_YOUR INSTRUCTIONS_:
Can you set out the lines below, from the one containing "Target: blue sky" through the very last line, both included, as a numbered list that skips any blank lines?

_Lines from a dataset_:

--

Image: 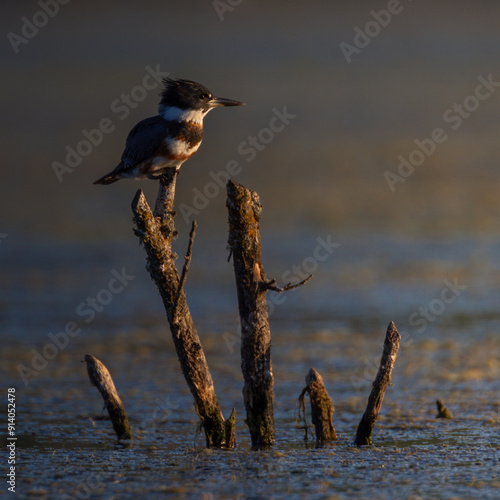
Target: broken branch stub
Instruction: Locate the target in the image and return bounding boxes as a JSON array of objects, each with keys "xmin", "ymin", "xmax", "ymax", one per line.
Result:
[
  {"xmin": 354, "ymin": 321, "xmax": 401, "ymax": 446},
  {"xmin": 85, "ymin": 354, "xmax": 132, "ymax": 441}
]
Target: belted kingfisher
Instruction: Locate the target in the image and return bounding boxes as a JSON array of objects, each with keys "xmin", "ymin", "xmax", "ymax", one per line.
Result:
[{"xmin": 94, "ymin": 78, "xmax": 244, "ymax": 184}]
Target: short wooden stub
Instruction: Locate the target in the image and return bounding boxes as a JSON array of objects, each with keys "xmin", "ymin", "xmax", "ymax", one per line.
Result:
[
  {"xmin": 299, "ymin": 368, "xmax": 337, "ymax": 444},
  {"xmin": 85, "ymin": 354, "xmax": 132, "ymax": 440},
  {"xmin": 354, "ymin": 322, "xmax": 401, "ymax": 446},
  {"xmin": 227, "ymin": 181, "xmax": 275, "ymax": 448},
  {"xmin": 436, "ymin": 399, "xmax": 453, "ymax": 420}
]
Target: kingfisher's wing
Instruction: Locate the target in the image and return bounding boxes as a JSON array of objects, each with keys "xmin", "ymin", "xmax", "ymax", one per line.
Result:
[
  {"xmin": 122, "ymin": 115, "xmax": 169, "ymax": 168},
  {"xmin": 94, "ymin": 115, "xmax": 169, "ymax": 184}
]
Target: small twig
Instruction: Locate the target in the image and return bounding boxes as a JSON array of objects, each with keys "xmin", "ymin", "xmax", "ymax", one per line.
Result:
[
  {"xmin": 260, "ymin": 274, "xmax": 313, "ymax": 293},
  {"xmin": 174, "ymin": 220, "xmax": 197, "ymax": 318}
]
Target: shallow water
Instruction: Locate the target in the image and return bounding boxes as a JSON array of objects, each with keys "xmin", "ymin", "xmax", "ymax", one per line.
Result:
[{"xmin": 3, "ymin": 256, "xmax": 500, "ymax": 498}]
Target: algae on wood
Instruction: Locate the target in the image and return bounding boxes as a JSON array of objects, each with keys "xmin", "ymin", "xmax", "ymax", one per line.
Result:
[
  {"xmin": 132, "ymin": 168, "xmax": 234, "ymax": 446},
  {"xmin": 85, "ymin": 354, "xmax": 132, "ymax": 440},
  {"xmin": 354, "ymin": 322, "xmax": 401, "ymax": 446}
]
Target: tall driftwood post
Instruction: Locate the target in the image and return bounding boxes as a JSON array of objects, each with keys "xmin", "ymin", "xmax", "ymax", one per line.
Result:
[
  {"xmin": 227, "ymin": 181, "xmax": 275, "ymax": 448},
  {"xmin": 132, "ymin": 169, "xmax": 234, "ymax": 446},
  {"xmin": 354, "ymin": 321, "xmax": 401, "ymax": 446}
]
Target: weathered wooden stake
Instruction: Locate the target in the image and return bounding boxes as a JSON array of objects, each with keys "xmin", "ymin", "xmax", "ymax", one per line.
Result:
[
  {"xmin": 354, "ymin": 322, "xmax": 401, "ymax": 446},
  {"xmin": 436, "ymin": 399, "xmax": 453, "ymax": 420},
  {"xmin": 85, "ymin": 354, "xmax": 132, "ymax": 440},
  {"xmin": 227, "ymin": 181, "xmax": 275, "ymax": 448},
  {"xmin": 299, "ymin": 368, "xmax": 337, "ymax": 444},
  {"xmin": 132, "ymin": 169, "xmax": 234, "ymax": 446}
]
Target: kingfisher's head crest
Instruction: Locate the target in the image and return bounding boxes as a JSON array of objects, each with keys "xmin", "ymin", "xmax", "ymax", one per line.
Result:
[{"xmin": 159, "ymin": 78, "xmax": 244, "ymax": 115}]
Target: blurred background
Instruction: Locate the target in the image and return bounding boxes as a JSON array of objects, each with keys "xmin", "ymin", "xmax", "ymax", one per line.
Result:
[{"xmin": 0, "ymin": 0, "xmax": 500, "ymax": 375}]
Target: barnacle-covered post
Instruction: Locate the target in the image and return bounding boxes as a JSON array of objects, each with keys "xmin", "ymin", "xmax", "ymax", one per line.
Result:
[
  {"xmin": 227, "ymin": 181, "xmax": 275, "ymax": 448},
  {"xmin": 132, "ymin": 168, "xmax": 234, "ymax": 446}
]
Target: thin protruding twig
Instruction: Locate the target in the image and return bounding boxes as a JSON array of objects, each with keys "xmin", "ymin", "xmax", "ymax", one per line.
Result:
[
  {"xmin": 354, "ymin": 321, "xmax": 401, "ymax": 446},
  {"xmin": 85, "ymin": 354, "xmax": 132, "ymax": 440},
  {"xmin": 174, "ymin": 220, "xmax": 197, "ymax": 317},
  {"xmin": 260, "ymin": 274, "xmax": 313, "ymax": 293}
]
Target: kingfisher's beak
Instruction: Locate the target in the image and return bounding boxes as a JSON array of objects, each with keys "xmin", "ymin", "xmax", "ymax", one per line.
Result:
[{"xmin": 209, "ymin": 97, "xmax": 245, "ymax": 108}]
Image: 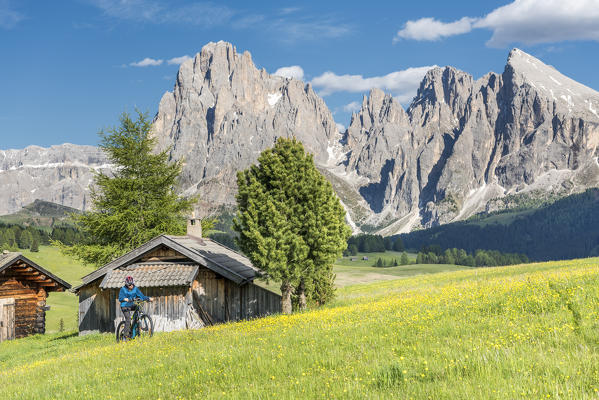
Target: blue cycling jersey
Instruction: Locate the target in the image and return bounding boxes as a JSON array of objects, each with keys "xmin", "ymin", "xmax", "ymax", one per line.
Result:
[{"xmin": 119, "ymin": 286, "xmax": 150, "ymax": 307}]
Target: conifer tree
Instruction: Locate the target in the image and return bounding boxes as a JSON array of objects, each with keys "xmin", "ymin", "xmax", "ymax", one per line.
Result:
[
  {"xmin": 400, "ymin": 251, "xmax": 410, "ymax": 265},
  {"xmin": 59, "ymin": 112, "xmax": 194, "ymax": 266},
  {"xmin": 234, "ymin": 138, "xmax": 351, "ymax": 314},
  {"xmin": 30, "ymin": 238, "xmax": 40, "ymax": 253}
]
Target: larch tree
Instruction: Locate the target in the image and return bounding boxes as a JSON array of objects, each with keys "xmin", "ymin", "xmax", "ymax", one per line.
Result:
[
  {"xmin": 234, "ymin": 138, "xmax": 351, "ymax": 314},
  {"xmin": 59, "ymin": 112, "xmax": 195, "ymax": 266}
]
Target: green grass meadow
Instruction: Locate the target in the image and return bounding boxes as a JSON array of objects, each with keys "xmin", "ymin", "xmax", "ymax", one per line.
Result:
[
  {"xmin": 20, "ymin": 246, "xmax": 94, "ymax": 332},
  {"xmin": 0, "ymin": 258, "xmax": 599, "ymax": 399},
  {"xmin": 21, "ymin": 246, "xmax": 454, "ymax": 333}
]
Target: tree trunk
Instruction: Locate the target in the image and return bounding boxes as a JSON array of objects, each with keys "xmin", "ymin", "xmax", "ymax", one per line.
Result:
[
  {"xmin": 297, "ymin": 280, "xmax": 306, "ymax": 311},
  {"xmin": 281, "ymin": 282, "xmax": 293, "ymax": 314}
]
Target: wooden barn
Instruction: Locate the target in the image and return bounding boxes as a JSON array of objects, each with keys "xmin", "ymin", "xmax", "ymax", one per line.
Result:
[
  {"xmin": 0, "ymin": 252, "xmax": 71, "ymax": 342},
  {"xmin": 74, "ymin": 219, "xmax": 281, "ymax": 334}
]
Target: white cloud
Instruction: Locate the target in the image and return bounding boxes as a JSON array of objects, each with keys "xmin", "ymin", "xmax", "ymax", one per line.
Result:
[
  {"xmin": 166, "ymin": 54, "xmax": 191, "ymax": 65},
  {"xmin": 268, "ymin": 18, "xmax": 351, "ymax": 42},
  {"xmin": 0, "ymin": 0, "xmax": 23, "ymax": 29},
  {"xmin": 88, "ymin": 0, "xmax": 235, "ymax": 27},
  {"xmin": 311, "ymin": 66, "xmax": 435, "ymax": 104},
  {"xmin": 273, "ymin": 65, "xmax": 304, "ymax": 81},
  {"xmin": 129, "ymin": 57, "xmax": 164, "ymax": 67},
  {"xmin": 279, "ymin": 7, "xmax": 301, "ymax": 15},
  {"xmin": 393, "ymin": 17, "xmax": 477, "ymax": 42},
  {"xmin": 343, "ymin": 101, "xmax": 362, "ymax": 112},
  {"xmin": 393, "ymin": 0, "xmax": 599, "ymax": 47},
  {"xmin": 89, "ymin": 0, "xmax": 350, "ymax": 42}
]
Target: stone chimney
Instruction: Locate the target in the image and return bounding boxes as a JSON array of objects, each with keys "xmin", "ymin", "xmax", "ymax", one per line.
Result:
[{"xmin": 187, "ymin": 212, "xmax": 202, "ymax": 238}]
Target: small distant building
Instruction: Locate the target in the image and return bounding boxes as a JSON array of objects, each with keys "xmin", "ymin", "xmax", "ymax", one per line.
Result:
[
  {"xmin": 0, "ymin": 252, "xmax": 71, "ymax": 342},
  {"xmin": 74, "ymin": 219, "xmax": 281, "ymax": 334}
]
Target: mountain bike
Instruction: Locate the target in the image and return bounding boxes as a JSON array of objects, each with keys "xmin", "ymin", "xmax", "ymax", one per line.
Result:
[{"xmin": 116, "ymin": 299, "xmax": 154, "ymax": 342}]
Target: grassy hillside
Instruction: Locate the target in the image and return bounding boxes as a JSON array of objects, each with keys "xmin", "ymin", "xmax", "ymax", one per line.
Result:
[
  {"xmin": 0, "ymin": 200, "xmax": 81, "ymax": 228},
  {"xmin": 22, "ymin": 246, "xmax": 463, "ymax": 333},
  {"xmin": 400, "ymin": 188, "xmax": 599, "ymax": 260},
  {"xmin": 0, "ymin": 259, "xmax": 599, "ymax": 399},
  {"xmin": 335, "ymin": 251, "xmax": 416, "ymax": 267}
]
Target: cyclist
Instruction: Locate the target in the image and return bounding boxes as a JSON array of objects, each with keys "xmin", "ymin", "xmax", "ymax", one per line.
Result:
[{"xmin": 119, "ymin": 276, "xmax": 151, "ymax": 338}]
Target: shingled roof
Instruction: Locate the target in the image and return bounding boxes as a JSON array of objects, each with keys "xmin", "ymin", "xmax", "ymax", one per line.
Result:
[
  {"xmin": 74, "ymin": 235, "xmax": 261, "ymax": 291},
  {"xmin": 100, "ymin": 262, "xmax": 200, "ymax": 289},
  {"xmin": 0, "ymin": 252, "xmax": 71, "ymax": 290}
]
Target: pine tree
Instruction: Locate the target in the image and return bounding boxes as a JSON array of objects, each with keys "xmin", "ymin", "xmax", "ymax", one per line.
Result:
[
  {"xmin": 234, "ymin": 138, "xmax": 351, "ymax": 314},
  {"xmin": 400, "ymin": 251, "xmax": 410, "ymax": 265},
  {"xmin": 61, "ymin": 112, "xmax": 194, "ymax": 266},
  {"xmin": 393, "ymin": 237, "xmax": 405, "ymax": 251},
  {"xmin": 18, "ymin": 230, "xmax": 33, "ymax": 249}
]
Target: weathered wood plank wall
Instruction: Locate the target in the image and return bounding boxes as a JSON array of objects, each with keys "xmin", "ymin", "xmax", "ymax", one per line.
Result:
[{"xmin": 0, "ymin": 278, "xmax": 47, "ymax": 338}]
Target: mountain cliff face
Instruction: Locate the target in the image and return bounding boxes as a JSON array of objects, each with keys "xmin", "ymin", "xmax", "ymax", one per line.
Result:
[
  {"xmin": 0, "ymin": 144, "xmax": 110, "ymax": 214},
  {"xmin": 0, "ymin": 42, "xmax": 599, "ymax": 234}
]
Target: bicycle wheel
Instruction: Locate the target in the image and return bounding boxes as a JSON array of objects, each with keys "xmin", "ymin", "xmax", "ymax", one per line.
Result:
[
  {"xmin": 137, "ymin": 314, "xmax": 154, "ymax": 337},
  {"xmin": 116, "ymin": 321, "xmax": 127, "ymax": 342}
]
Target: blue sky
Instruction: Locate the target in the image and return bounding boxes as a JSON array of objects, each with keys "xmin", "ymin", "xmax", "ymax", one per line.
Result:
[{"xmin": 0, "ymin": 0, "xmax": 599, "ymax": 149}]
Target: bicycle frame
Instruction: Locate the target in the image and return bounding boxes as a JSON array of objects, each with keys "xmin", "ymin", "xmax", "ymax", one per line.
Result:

--

_THE OUTPUT_:
1. Target: blue sky
2. Instruction: Locate the target in the image and return bounding boxes as a JSON array of objects, each with keys "xmin", "ymin", "xmax", "ymax", one per line.
3. Result:
4. [{"xmin": 0, "ymin": 0, "xmax": 599, "ymax": 149}]
5. Target: bicycle frame
6. Instruction: Locate the target in the image and return bounding boxes as a JSON array of objects, each with keys "xmin", "ymin", "xmax", "ymax", one per line.
7. Result:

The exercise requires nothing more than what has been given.